- **What is needed**
Render each line of the data below as a row in a Markdown table with columns Row and Line, numbering rows in order and skipping blank lines. Omit the pictures from your table.

- **Data for the task**
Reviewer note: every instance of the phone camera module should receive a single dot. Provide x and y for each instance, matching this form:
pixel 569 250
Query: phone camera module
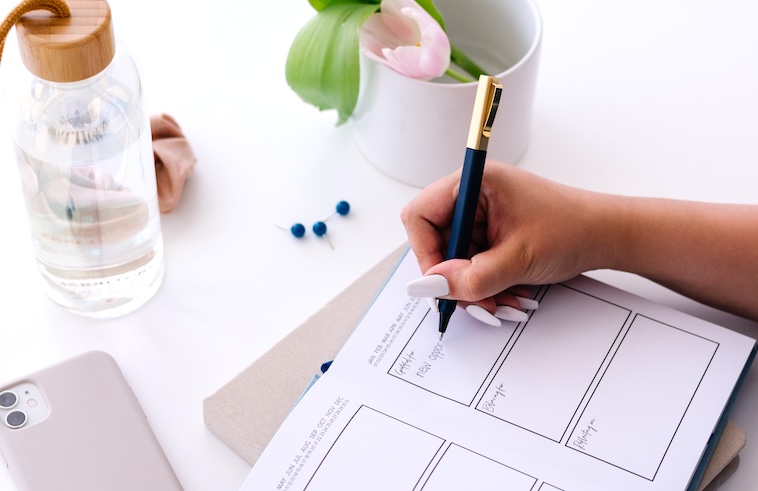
pixel 15 419
pixel 8 399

- **Solution**
| Row | Line |
|---|---|
| 1 | Reviewer note: every instance of the phone camera module should receive a single dot. Provide x and y for each instance, matching this form: |
| 2 | pixel 569 250 |
| 3 | Query: phone camera module |
| 4 | pixel 15 419 |
| 5 | pixel 8 399 |